Compito assegnato
Elenca, nell'ordine in cui compaiono, le parole che nel testo di studio seguono direttamente ogni occorrenza di «strategie».

Testo di studio
====

Ma sono strategie che richiedono investimenti ingenti non sempre alla portata delle micro e piccole imprese.
“Un sostegno -suggerisce Datteri – potrebbe arrivare dalla riapertura dei bandi regionali dedicati alla partecipazione alle fiere e alla penetrazione di nuovi mercati, anche con progettualità organiche a medio periodo, rivedendone i contenuti in funzione delle mutate strategie commerciali indotte dalla crisi e potenziandone la dotazione e l’entità d’aiuto visto che il passaggio a strategie digitali richiede sia una revisione dei modelli organizzativi che dei prodotti realizzati. Nei primi giorni del mese scorso – riferisce Datteri – avevamo inviato una richiesta in tal senso all’assessorato competente, ma per quello che ci risulta non è stata ancora esaminata. Speriamo tuttavia che possa essere presa in considerazione in tempi brevissimi.”
E con la necessità di ricorrere all’utilizzo massiccio di strumenti digitali, ecco che l’altra carenza cui far fronte è quella delle competenze.

====

Record del dataset
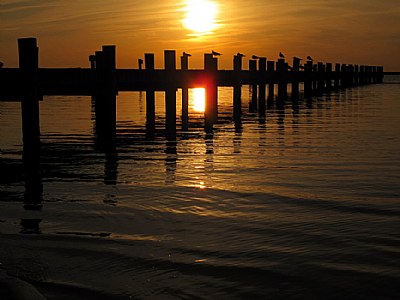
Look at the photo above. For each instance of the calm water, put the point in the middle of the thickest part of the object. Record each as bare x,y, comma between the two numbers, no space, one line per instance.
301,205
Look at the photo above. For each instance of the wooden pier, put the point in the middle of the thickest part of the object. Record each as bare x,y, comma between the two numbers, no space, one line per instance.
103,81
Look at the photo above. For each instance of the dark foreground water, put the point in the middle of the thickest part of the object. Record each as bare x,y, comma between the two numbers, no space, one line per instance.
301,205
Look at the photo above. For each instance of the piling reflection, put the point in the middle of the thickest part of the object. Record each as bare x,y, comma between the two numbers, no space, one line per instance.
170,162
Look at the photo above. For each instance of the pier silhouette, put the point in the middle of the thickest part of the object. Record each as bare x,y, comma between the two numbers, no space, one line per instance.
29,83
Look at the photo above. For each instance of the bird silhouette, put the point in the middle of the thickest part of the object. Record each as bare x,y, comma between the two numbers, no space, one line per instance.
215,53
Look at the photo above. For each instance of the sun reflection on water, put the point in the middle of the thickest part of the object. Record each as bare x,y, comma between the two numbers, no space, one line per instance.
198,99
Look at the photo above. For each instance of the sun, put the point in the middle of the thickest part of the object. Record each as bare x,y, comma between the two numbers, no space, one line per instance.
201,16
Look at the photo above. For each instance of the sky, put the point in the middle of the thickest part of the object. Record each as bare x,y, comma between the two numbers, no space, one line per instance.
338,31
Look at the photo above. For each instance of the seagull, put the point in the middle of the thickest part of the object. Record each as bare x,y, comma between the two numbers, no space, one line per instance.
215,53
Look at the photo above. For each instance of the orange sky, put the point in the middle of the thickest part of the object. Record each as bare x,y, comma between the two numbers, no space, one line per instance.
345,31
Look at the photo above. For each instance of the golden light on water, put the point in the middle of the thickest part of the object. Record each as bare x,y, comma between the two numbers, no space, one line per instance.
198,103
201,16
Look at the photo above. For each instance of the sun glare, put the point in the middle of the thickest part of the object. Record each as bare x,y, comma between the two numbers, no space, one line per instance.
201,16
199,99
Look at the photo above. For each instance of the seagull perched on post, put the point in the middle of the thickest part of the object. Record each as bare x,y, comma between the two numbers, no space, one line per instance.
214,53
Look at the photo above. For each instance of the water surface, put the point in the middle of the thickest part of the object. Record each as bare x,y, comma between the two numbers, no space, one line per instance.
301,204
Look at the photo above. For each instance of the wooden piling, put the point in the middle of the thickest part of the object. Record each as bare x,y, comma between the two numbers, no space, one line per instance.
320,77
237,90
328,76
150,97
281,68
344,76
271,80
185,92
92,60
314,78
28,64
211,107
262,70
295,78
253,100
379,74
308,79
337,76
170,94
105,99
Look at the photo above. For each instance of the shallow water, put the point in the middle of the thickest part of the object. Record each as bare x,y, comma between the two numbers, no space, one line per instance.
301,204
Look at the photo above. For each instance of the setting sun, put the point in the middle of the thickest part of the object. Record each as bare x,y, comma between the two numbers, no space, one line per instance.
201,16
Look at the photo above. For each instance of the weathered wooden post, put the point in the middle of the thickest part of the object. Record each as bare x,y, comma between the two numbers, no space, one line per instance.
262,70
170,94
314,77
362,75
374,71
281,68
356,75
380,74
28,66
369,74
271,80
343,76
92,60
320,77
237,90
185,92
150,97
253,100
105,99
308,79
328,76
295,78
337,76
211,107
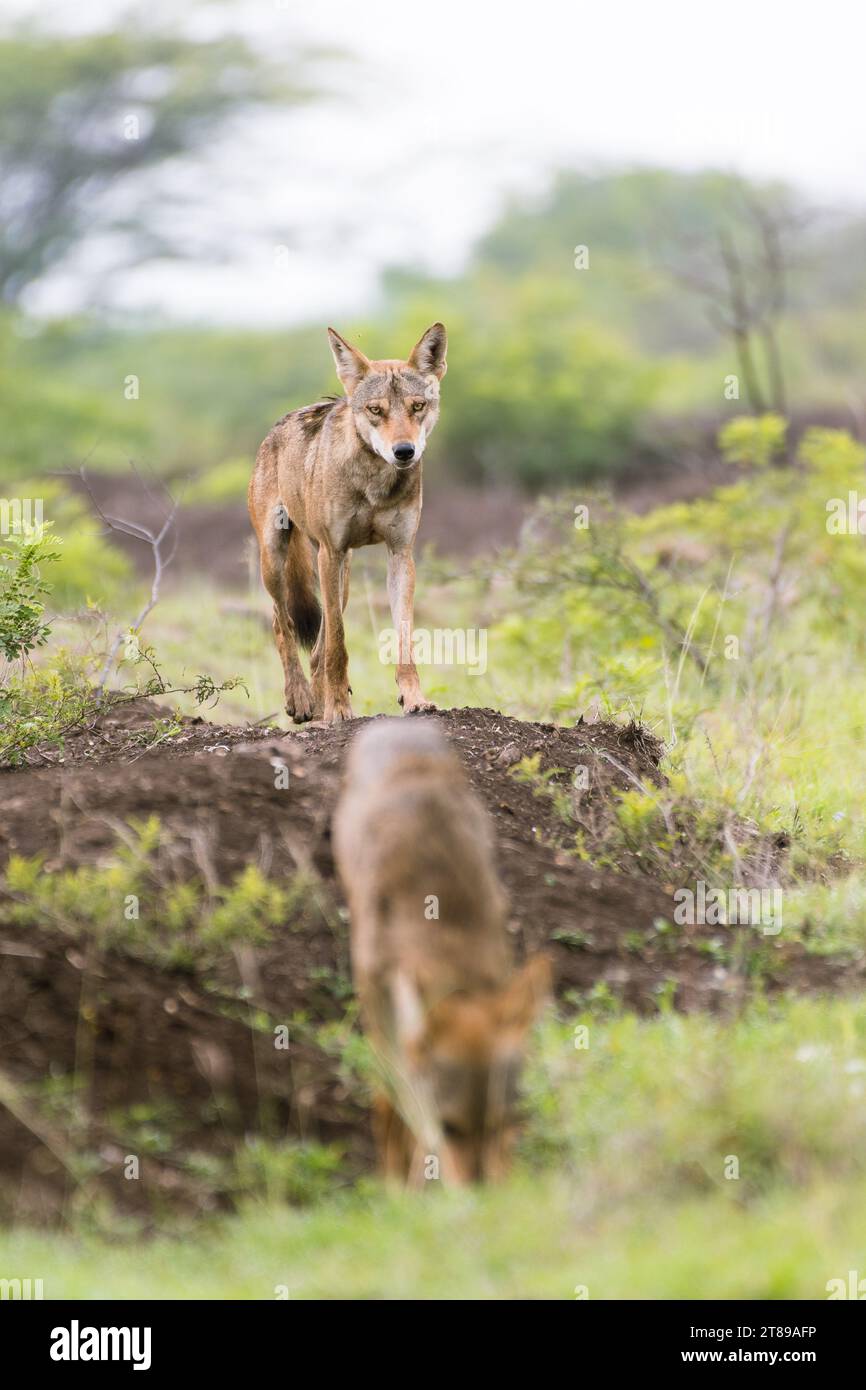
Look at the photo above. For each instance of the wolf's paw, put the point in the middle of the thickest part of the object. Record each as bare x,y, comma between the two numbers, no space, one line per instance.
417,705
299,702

====

Risposta
1. che
2. commerciali
3. digitali